Copy the data precisely, keeping every character.
..........
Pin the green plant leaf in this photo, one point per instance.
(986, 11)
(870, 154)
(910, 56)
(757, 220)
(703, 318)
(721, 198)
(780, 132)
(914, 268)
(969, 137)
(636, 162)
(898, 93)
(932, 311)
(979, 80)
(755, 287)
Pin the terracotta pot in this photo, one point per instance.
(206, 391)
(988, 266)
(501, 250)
..........
Output =>
Pin the green plant leaf in this photo, one point per instance.
(986, 11)
(870, 154)
(910, 56)
(757, 220)
(703, 318)
(721, 198)
(780, 132)
(914, 268)
(969, 137)
(636, 162)
(898, 93)
(932, 311)
(979, 80)
(755, 287)
Pin the terracotta pot in this photo, one point per instance.
(206, 391)
(988, 266)
(501, 250)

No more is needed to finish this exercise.